• Task set
1. Copy the passage on modulatory pathways in neural networks word for word, from "Other modulatory pathways" to "multiplicative scaling factors.".
2. According to the passage on modulatory pathways in neural networks, why does the gating mechanism in a mixture-of-experts transformer turn off some experts? Answer in one to three sentences.
3. Continue the passage on modulatory pathways in neural networks and the brain, starting after its final sentence.

• Selected passage
_ _ _ _ _ _ _
Transformers take this much further. Their modulatory pathways are no longer a small component of the network. They’re almost the whole thing; hence the title of the paper that introduced them “Attention Is All You Need”. A transformer is built from stacks of attention layers that continually modulate information flow. Without getting into details (see Deep Dips #3: Transformers for a primer), this involves trainable weights being used to compute relevance scores between every pair of positions in the input — basically lots of small modulatory pathways. These act as dynamic scaling factors that determine how strongly different pieces of information influence one another, allowing the network to reconfigure itself as it runs.
Other modulatory pathways can be found in mixture-of-experts (MoE) transformers, which are widely used in modern LLMs. These models contain multiple parallel neural networks — the experts — and a gating mechanism that dynamically selects which experts should be active for a given input. Experts irrelevant to the current context are turned off, saving computation; relevant ones are activated. As before, this modulation is done by small trainable pathways that output multiplicative scaling factors.
So, within artificial neural networks, modulatory pathways have become a useful mechanism for solving a range of practical problems. And although these ideas were not primarily motivated by biology, modulatory pathways also play a central role in the brain. Neuromodulators such as dopamine and serotonin are released as a result of neural activity. They then diffuse in the brain and cause functional responses elsewhere, operating as large‑scale modulatory pathways that tune the brain’s own computation in a context‑dependent way. There were some promising early neural networks, such as GasNets, that explicitly explored this mechanism.
_ _ _ _ _ _ _
• Material supplied
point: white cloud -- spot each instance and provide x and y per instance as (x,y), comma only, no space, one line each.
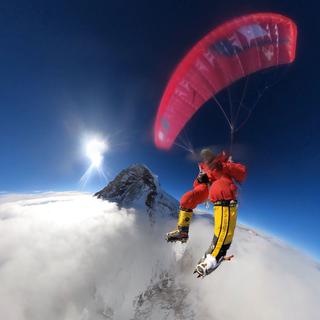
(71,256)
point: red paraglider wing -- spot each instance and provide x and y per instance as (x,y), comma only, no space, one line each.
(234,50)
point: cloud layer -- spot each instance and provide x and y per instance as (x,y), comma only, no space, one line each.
_ _ _ _ _ _ _
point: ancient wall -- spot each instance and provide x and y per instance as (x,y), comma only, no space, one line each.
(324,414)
_ _ _ _ _ _ _
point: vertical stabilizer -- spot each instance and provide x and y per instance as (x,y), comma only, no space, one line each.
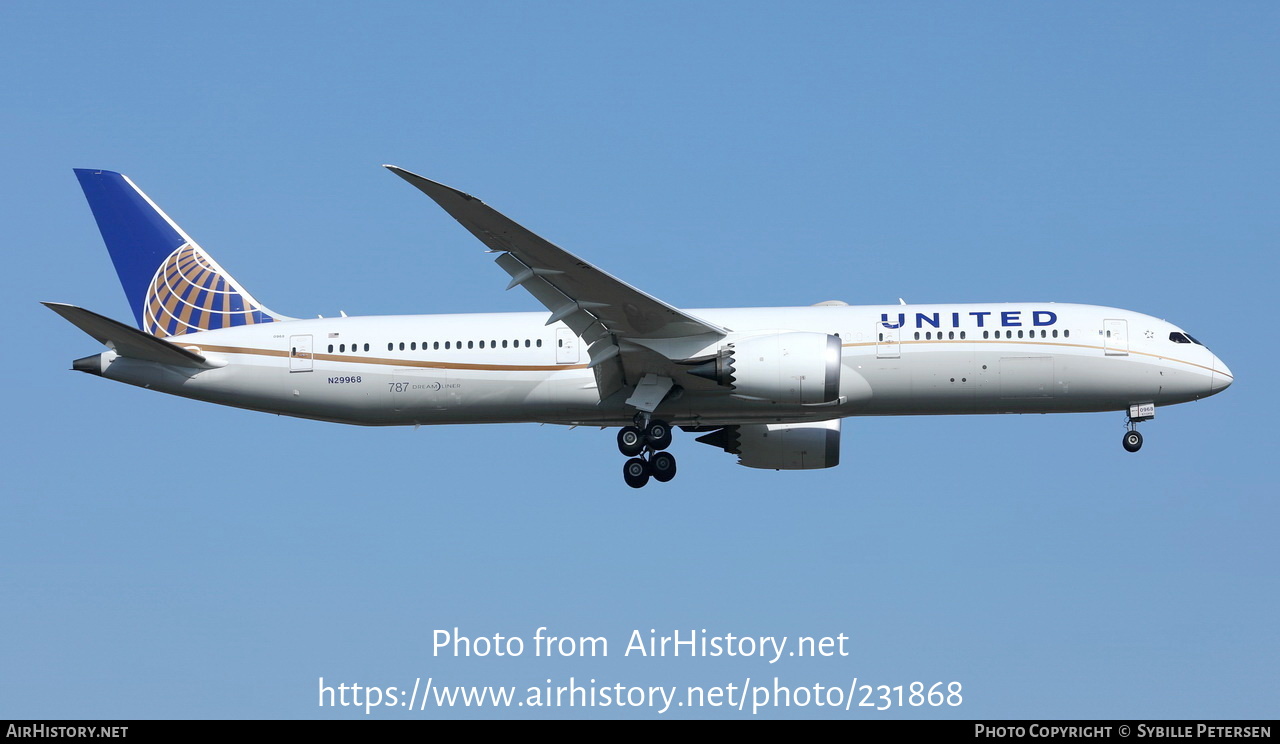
_ _ _ _ _ _ _
• Results for the exercise
1.
Other modulatory pathways can be found in mixture-of-experts (MoE) transformers, which are widely used in modern LLMs. These models contain multiple parallel neural networks — the experts — and a gating mechanism that dynamically selects which experts should be active for a given input. Experts irrelevant to the current context are turned off, saving computation; relevant ones are activated. As before, this modulation is done by small trainable pathways that output multiplicative scaling factors.

2. The gating mechanism turns off experts that are irrelevant to the current context in order to save computation, and it activates the relevant ones. Small trainable pathways that output multiplicative scaling factors perform this selection.

3.
Modulation is also a fundamental organising principle in biology beyond the nervous system. Cells, tissues, and even whole organisms rely on modulatory signals to flexibly reconfigure their behaviour without altering their underlying structure. Many years back, I led a project developing neural‑network‑like architectures inspired by modulatory processes within cells3. One of the interesting things we discovered was that modulatory pathways could significantly reduce network size by allowing components to dynamically take on different roles depending on context, meaning that very compact systems could do complex things. Not a bad lesson to learn in the context of modern day behemoth AI systems.
So, whilst the conventional AI wisdom these days is that attention is all you need, I prefer to take a broader view: modulatory pathways are all you need4.
This idea was first described in this 2014 paper by Bahdanau, Cho, and Bengio.
Convolutional Block Attention Module (CBAM) is the most common variety.
We called these artificial biochemical networks. They never really took off, but if you want to know more, take a look at this overview paper.
Though not really. Even transformers still contain plenty of other stuff, such as MLP layers. The name of the paper was really getting at the fact you don’t need recurrency to produce effective models, since this was the dominant approach in machine translation at the time. Although it turns out that recurrency is still important if you want to process really long contexts — state space models like Mamba basically re-introduce recurrencies as a way of handling long context.